Collected data entries
★ ★ ★ ★ ★
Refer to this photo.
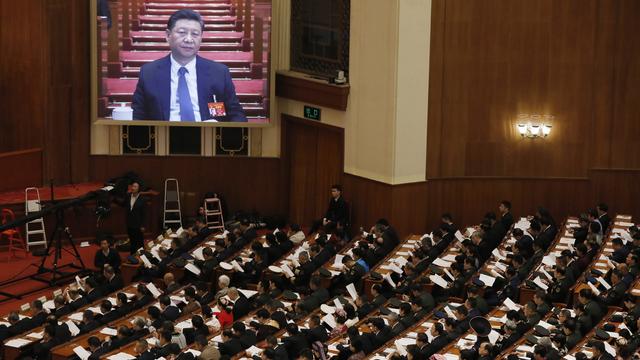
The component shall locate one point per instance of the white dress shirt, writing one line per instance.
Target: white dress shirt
(192, 83)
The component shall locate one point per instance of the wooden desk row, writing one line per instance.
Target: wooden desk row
(601, 262)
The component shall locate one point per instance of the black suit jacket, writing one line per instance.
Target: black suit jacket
(21, 326)
(114, 285)
(318, 333)
(338, 211)
(135, 214)
(147, 355)
(230, 347)
(168, 349)
(241, 307)
(436, 345)
(248, 338)
(295, 344)
(171, 313)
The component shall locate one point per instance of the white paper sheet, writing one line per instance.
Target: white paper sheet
(487, 280)
(441, 263)
(604, 283)
(593, 288)
(81, 352)
(109, 331)
(337, 303)
(154, 290)
(287, 270)
(511, 305)
(194, 269)
(73, 329)
(17, 343)
(247, 293)
(493, 336)
(352, 291)
(121, 356)
(145, 261)
(539, 282)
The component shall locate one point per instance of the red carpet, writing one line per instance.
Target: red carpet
(28, 265)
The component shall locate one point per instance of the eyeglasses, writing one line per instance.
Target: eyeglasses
(184, 33)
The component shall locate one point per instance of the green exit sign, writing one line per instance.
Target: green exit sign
(311, 113)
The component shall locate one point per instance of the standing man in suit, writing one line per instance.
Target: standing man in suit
(506, 217)
(603, 216)
(135, 217)
(182, 86)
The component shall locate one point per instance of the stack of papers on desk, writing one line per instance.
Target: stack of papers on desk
(438, 280)
(540, 284)
(17, 343)
(487, 280)
(81, 352)
(441, 263)
(121, 356)
(109, 331)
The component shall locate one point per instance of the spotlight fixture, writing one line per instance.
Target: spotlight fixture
(534, 126)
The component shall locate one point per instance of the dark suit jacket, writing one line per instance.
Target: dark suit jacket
(78, 303)
(86, 327)
(248, 338)
(147, 355)
(436, 345)
(151, 98)
(114, 285)
(264, 331)
(314, 300)
(241, 307)
(507, 220)
(338, 211)
(21, 326)
(318, 333)
(135, 215)
(168, 349)
(112, 258)
(110, 316)
(171, 313)
(295, 344)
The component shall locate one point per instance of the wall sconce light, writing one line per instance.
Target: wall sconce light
(534, 126)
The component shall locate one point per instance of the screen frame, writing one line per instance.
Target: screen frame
(95, 120)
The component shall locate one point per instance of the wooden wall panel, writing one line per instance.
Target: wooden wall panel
(22, 75)
(313, 155)
(370, 200)
(618, 188)
(492, 60)
(625, 117)
(44, 81)
(21, 169)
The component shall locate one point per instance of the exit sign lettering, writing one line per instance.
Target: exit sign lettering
(311, 113)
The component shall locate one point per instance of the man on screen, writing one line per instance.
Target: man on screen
(183, 86)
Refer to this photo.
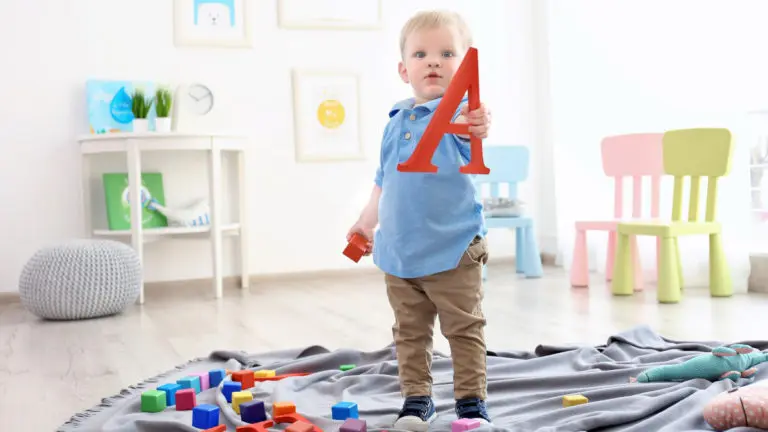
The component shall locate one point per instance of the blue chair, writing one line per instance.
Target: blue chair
(509, 164)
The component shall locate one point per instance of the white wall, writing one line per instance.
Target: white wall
(300, 213)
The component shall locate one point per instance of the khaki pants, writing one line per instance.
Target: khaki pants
(455, 296)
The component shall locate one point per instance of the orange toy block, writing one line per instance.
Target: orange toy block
(293, 418)
(283, 408)
(256, 427)
(357, 247)
(465, 80)
(244, 377)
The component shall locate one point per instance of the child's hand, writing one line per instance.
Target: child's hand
(479, 120)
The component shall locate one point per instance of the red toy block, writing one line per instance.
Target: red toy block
(256, 427)
(244, 377)
(357, 247)
(185, 399)
(465, 80)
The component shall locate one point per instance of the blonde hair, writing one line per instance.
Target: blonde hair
(435, 19)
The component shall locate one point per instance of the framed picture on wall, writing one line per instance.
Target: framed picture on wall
(212, 23)
(330, 14)
(326, 116)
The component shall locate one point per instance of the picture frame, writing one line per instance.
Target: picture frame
(330, 14)
(327, 115)
(212, 23)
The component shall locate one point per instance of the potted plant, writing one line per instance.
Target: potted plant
(163, 105)
(140, 106)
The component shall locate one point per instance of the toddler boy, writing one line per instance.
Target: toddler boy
(431, 238)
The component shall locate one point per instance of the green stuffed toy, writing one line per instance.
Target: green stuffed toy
(726, 362)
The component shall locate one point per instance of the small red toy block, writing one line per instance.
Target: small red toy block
(244, 377)
(357, 247)
(465, 80)
(463, 425)
(185, 400)
(256, 427)
(354, 425)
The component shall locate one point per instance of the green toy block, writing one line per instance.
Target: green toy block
(153, 401)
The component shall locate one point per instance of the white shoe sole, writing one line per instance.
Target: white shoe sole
(413, 423)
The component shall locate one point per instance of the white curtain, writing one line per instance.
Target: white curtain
(651, 66)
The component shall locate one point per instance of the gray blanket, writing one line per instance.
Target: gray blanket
(525, 388)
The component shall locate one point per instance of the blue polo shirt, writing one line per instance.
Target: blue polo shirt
(426, 220)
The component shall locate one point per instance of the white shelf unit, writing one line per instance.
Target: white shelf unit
(133, 145)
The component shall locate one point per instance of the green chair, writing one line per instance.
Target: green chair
(694, 153)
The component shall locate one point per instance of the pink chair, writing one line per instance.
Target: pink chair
(631, 155)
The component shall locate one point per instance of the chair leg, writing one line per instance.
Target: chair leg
(669, 281)
(580, 265)
(610, 256)
(636, 265)
(622, 271)
(720, 284)
(519, 250)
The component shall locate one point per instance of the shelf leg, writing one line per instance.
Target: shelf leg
(244, 232)
(215, 196)
(134, 191)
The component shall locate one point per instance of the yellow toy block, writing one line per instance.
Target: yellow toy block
(240, 397)
(573, 400)
(263, 374)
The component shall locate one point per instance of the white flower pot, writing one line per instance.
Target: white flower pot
(140, 125)
(163, 124)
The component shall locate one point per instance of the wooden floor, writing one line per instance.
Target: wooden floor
(51, 370)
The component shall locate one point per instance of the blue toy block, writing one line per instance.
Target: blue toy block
(170, 393)
(216, 376)
(229, 388)
(205, 416)
(253, 411)
(344, 410)
(190, 382)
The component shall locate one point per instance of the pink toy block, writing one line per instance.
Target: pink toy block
(205, 382)
(462, 425)
(634, 156)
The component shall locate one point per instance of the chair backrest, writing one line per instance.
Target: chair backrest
(508, 165)
(696, 153)
(634, 155)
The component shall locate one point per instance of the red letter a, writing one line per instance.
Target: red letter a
(465, 80)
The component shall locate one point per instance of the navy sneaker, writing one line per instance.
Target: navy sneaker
(416, 415)
(472, 408)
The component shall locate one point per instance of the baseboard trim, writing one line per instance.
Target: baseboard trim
(547, 260)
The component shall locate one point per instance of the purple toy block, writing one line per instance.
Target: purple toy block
(354, 425)
(204, 380)
(463, 425)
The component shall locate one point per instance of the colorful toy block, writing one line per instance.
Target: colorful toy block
(170, 390)
(230, 387)
(240, 397)
(245, 377)
(216, 376)
(153, 401)
(300, 426)
(185, 399)
(344, 410)
(192, 382)
(357, 247)
(354, 425)
(283, 408)
(462, 425)
(204, 381)
(573, 400)
(253, 411)
(205, 416)
(264, 374)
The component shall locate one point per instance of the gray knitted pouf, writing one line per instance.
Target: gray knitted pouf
(81, 279)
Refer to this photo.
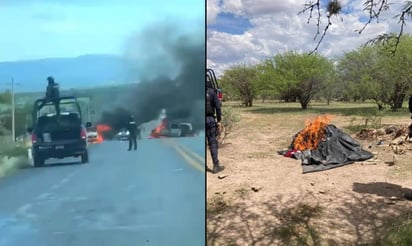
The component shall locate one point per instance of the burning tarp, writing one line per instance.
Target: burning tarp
(323, 146)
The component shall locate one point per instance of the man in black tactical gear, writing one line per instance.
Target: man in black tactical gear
(52, 94)
(132, 128)
(212, 107)
(408, 195)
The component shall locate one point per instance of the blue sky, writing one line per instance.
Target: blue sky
(32, 29)
(246, 31)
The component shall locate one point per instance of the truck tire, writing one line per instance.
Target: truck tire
(85, 157)
(38, 162)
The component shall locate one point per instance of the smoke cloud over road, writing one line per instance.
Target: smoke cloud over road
(169, 66)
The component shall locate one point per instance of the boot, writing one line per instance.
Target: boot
(217, 168)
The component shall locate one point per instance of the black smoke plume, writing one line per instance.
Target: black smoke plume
(169, 65)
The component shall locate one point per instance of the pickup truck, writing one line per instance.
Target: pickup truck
(58, 136)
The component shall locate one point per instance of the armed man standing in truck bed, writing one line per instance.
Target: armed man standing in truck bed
(212, 127)
(52, 94)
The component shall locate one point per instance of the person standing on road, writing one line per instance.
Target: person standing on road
(131, 126)
(212, 127)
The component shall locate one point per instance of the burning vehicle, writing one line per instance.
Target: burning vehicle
(173, 128)
(92, 135)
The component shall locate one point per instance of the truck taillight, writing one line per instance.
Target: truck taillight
(83, 133)
(33, 138)
(220, 95)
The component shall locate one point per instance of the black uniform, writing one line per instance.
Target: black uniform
(133, 132)
(52, 94)
(212, 107)
(410, 104)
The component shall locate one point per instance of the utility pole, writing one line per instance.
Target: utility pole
(13, 126)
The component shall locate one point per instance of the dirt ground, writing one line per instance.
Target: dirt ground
(262, 198)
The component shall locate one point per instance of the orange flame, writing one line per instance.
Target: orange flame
(158, 130)
(100, 128)
(314, 131)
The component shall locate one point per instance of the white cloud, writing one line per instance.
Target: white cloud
(212, 8)
(277, 27)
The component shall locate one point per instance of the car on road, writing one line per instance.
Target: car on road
(180, 129)
(59, 136)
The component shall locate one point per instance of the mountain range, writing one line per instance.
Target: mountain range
(80, 72)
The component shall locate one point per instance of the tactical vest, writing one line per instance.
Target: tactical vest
(209, 108)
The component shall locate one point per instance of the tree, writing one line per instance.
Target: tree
(374, 8)
(374, 72)
(265, 82)
(354, 71)
(5, 97)
(241, 80)
(302, 75)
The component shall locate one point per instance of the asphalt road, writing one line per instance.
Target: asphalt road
(152, 196)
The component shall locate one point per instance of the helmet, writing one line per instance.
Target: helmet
(50, 79)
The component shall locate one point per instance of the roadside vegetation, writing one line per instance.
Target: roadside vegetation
(364, 89)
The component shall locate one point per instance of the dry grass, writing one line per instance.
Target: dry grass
(266, 200)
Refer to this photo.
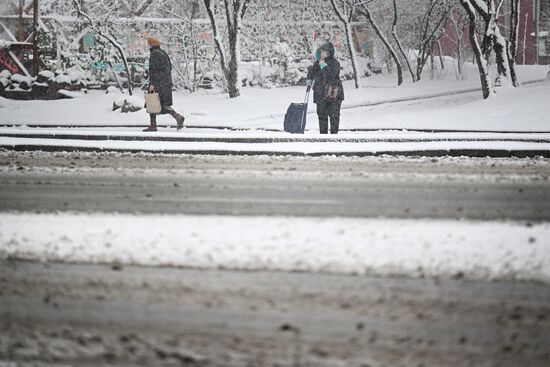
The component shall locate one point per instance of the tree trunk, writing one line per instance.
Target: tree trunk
(234, 13)
(233, 81)
(398, 41)
(480, 60)
(365, 11)
(513, 44)
(349, 38)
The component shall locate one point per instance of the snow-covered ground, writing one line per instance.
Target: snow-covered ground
(469, 249)
(524, 109)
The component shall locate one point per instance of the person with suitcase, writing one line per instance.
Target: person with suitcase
(328, 92)
(160, 81)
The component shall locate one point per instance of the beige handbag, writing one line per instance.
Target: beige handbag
(152, 103)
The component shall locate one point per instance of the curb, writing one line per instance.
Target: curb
(472, 153)
(264, 140)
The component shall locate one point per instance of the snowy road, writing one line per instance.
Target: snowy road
(374, 187)
(128, 316)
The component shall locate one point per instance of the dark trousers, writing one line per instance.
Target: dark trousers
(326, 109)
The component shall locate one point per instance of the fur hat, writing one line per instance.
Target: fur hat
(153, 42)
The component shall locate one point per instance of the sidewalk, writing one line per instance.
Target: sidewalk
(431, 118)
(357, 144)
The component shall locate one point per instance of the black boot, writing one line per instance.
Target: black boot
(152, 125)
(180, 119)
(323, 125)
(334, 124)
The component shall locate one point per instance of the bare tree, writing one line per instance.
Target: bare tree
(363, 9)
(493, 39)
(235, 10)
(345, 10)
(513, 40)
(192, 61)
(428, 29)
(103, 32)
(398, 41)
(480, 60)
(459, 22)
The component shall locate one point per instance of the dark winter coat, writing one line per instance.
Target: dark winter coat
(160, 75)
(329, 74)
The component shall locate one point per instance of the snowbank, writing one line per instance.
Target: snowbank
(469, 249)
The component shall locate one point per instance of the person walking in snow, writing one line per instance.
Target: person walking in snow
(160, 81)
(328, 92)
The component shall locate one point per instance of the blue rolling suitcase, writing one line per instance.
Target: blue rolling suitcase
(295, 118)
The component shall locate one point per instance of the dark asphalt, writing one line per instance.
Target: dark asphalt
(129, 316)
(357, 187)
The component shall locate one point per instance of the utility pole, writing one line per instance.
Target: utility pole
(35, 58)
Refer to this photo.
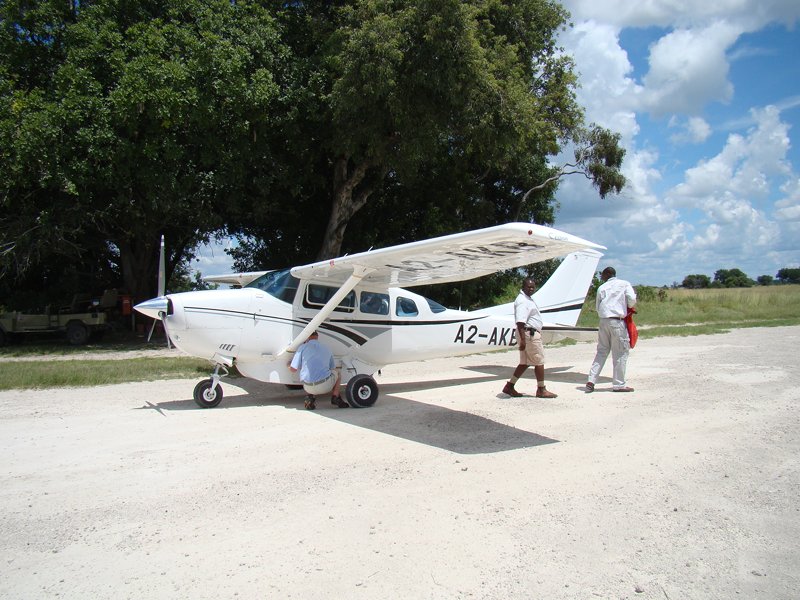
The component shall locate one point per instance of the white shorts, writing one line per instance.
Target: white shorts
(321, 387)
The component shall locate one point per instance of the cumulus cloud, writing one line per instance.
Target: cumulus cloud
(694, 130)
(725, 211)
(607, 90)
(753, 14)
(729, 189)
(688, 69)
(788, 208)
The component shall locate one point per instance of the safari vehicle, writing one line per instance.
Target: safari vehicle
(80, 320)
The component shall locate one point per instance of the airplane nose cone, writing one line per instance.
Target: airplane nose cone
(154, 307)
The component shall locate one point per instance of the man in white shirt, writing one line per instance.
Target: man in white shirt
(614, 298)
(529, 336)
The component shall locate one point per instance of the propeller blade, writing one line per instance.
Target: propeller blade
(152, 328)
(162, 271)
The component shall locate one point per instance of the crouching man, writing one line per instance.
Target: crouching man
(317, 372)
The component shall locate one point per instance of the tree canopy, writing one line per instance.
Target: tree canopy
(307, 129)
(732, 278)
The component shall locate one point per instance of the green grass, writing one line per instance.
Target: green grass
(682, 312)
(660, 313)
(39, 374)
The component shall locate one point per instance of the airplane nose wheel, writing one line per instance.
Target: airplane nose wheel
(206, 394)
(361, 391)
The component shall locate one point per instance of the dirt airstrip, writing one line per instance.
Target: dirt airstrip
(688, 488)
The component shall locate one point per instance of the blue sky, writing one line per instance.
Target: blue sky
(707, 100)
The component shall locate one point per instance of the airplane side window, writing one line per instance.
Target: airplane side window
(435, 306)
(406, 307)
(373, 303)
(318, 295)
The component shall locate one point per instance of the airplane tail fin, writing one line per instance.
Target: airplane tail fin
(561, 298)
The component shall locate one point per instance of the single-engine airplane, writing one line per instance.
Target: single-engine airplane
(363, 313)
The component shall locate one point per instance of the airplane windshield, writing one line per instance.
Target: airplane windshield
(280, 284)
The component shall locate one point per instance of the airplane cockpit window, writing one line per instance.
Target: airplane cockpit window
(406, 307)
(374, 303)
(318, 295)
(280, 284)
(435, 306)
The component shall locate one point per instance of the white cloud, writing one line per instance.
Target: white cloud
(754, 14)
(724, 213)
(694, 130)
(688, 69)
(606, 89)
(788, 208)
(728, 189)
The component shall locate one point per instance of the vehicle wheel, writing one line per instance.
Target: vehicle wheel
(361, 391)
(77, 333)
(205, 397)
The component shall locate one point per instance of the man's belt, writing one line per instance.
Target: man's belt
(320, 381)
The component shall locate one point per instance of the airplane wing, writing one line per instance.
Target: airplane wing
(449, 258)
(240, 279)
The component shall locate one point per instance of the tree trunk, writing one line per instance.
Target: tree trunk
(139, 264)
(345, 204)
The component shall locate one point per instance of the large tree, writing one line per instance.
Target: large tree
(422, 118)
(133, 121)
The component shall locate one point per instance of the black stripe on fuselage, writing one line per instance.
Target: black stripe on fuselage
(335, 326)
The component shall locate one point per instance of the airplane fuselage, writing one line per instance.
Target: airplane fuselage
(250, 327)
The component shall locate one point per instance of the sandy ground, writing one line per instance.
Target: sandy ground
(688, 488)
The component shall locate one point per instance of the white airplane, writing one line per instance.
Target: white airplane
(364, 314)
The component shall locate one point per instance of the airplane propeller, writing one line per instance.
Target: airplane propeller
(162, 287)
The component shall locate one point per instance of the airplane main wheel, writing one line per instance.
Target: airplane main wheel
(207, 396)
(361, 391)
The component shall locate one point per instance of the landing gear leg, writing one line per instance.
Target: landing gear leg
(208, 393)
★ ★ ★ ★ ★
Exercise description -
Copy, character for character, the lines from the line that holds "white airplane, writing one line per instance." through the final line of the records above.

Answer in full -
The component shall locate one point per instance of the white airplane, writing one line per instance.
Target: white airplane
(364, 314)
The component shall locate one point per instance of the airplane propeller, writing one line per instance.
Target: airplane propeller
(162, 287)
The component shall locate one point per instance of the airplane main wheel, writing one line per instance.
Target: airplane main wheel
(207, 396)
(361, 391)
The component shall locate one point per instance of the landing gear leg, writing one line per instance.
Target: landing gear leg
(208, 393)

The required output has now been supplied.